──────── EXTRACTED RECORDS ────────

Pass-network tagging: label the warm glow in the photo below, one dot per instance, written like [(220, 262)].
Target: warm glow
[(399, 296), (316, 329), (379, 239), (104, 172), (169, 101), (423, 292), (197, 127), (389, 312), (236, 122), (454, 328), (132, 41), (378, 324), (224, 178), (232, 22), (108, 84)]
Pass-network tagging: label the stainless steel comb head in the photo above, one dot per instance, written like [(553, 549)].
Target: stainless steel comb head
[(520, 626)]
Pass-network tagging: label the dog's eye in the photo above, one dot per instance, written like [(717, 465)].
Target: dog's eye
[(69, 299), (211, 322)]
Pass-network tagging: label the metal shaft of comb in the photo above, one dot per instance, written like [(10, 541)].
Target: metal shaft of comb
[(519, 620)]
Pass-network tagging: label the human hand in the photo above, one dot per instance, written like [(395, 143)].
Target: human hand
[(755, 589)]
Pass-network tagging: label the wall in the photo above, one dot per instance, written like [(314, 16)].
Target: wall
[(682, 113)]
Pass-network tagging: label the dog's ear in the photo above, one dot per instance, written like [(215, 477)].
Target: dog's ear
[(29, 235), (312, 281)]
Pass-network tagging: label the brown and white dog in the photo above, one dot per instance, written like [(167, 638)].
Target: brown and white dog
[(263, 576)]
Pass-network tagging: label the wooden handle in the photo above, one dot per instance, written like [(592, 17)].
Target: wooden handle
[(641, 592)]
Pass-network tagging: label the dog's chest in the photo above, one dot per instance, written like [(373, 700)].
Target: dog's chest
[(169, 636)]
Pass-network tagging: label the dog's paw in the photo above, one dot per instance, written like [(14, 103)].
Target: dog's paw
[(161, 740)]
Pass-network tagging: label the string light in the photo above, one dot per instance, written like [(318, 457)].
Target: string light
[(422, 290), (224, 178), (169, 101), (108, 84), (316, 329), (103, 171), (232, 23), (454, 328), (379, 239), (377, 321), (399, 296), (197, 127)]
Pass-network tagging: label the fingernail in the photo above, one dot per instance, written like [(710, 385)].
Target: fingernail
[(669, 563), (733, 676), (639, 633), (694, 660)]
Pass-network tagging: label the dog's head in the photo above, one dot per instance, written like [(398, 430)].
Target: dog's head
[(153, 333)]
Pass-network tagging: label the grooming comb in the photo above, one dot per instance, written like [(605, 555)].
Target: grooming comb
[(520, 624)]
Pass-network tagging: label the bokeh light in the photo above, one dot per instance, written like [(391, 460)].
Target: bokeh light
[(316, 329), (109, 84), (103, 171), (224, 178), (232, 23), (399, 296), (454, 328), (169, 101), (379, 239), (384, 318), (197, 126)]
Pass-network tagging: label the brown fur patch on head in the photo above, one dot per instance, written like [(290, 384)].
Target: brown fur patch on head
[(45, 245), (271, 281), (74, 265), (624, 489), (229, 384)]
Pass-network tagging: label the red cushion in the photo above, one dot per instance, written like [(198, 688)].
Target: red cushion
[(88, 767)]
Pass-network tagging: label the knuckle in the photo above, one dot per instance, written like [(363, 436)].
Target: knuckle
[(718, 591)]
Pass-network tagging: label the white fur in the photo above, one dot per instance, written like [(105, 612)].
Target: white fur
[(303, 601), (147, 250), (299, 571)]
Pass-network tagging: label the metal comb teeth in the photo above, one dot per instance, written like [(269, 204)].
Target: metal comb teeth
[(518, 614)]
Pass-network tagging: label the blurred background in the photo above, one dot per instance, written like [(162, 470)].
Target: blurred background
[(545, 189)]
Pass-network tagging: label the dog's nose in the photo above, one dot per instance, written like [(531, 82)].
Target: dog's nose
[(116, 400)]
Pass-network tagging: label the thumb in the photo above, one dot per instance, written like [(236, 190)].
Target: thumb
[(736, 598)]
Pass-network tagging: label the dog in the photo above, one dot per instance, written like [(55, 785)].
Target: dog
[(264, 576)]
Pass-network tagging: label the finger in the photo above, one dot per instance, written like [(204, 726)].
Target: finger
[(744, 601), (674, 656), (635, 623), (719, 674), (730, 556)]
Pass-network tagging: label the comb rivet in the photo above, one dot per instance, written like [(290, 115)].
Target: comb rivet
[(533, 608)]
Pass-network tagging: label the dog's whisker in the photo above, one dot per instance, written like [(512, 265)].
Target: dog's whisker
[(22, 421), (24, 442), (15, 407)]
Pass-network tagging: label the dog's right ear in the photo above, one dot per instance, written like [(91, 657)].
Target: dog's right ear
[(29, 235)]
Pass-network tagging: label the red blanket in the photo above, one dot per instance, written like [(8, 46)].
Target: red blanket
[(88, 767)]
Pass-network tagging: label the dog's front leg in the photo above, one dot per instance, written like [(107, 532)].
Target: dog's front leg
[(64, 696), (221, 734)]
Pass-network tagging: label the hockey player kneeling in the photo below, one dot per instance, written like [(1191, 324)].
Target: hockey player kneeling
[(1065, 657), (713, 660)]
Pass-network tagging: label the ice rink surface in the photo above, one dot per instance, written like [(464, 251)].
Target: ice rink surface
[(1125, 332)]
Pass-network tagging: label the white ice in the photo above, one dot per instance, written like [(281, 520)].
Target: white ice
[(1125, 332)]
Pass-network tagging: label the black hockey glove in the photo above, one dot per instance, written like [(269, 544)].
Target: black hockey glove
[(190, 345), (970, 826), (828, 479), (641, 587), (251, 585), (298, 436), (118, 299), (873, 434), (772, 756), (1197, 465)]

────────

*EXERCISE AIM*.
Please return these lines word for word, the same as they stand.

*SOLUTION BELOW*.
Pass-network tagging: label the warm glow in the photo below, one dot per instance, written like [(220, 262)].
Target: warm glow
[(399, 296), (316, 329), (379, 239), (104, 172), (169, 101), (423, 292), (197, 127), (389, 312), (236, 122), (454, 328), (132, 41), (378, 324), (224, 178), (232, 22), (108, 84)]
Pass-network tagging: label the stainless steel comb head in the photo above, one dot per instance, written like [(553, 549)].
Target: stainless steel comb head
[(520, 626)]
Pass-network tagging: label the dog's eye in the photo above, one dot per instance, written like [(717, 465)].
Target: dog's eye
[(69, 299), (211, 322)]
Pass-network tagging: label the metal shaft of comb in the photo above, one dot per instance, written like [(10, 541)].
Target: metal shaft of comb
[(519, 620)]
Pass-network tagging: label the human hand in the photo above, one dot per instance, written like [(395, 143)].
Target: human hand
[(755, 589)]
Pass-network tagging: label the wall in the photo above, one dot per instance, written like [(314, 16)].
Target: wall
[(682, 113)]
Pass-network tagging: label the dog's ear in the photo above, one dot per instance, written like [(215, 477)].
Target: dog's ear
[(29, 235), (312, 281)]
Pass-network tagging: label the brown and white dog in the photo above, one dot per instance, written like [(167, 638)].
Target: brown and white dog
[(263, 576)]
Pass-network tagging: label the wooden handle in the photo above, one dot per instance, written like [(592, 17)].
Target: wooden handle
[(641, 592)]
Pass-network tagging: label the dog's chest in the photo above, one dot per instance, written like [(373, 700)].
Target: dog's chest
[(169, 636)]
Pass-network tagging: label the dog's paw in the photo above, one dot per instance, written like [(14, 103)].
Target: dog's paw
[(161, 740)]
Pass-network tagging: label the string light in the photo above, one dot per instance, written like [(318, 457)].
Target: string light
[(422, 290), (224, 178), (169, 101), (108, 84), (316, 329), (103, 171), (232, 23), (454, 328), (379, 239), (377, 321), (399, 296), (197, 127)]
Pass-network tagging: label the fingernail in the photo above, one dot per instance, written like [(710, 385)].
Target: fingernail
[(669, 563), (733, 676), (639, 633), (694, 660)]
Pass-network tagging: label the dog's head in the photo above, one dot per instance, written like [(398, 430)].
Target: dog's head
[(153, 333)]
Pass-network tagging: label the grooming comb in the photo above, one dot per instance, written like [(605, 555)].
Target: grooming comb
[(520, 624)]
Pass-network tagging: label the bokeh light in the photo above, one dot per instance, written like [(391, 460)].
Target: bokeh light
[(316, 329), (109, 84), (103, 171), (224, 178), (232, 23), (399, 296), (454, 328), (169, 101), (379, 239), (384, 318), (197, 126)]
Pass-network tagging: label the brown fur patch on head in the photo above, one dot per instance, written like [(290, 384)].
Target: brown fur patch on head
[(45, 245), (271, 281), (74, 265), (624, 489), (229, 384)]
Pass-network tagging: label the red cushion in the photo above, one dot per instance, written like [(198, 688)].
Target: red cushion
[(88, 767)]
Pass-network tagging: label the knuckle in the photo above, one dot per instance, written like [(363, 436)].
Target: knuckle
[(718, 591)]
Pass-network tagging: label the white fur in the photo above, one dot per instance, written like [(105, 612)].
Target: white fur
[(303, 601), (147, 250), (299, 571)]
Pass-network tagging: label the metal comb teeth in the photo above, one dot per instance, written like [(269, 204)].
Target: metal comb teeth
[(518, 614)]
Pass-network tagging: label the blurred background in the photo above, one dot per instance, written like [(162, 470)].
Target: blurred background
[(545, 189)]
Pass-network tagging: label the dog's nose in the photo above, one dot per instance, written like [(531, 82)].
Target: dog's nose
[(116, 400)]
Pass-network tagging: label the thumb in the photo above, one dot per instance, written like [(236, 190)].
Target: thumb
[(736, 598)]
Pass-network tagging: label the dog in the photo above, one dot per instance, written like [(55, 785)].
Target: dog
[(264, 576)]
Pass-network tagging: label the finger in the photo above, one dot per instance, written like [(204, 726)].
Target: finger
[(744, 601), (674, 656), (635, 623), (719, 674), (730, 556)]
Pass-network tagging: label the comb rivet in the photo above, one dot per instance, written like [(290, 115)].
Target: comb rivet
[(533, 608)]
Pass-network tagging: label the dog's whisker in the photo above, one dot per instance, written like [(512, 265)].
Target: dog's whisker
[(22, 421), (24, 442), (15, 407)]
Pass-network tagging: label the dog's right ear in the photo above, one dot per instance, written like [(91, 657)].
Target: dog's right ear
[(29, 235)]
Pass-network tagging: label the red blanket in the photo above, one dot per instance, written like [(8, 46)].
Target: red blanket
[(88, 767)]
Pass-network tagging: label the dog's front leg in the photo above, one dot per instance, written like [(107, 532)].
Target: dog's front leg
[(64, 696), (221, 734)]
Pass-network tagging: label the hockey player kneeling in the photo below, one dot per instance, written like [(1191, 324)].
Target: hockey player kneeling
[(1065, 657), (713, 660)]
Pass-network tagging: label the ice rink surface in the photo above, one dot per instance, written like [(464, 251)].
Target: ice rink surface
[(1125, 332)]
Pass-network tagging: label the white ice in the photo above, one dot per instance, written like [(281, 520)].
Target: white ice
[(1125, 332)]
Pass-network tagging: label the black hockey glove in the photo above, one dot per instance, written like [(269, 544)].
Target: black hockey glove
[(190, 345), (970, 826), (828, 479), (641, 587), (251, 585), (298, 436), (118, 299), (873, 434), (772, 756), (1197, 465)]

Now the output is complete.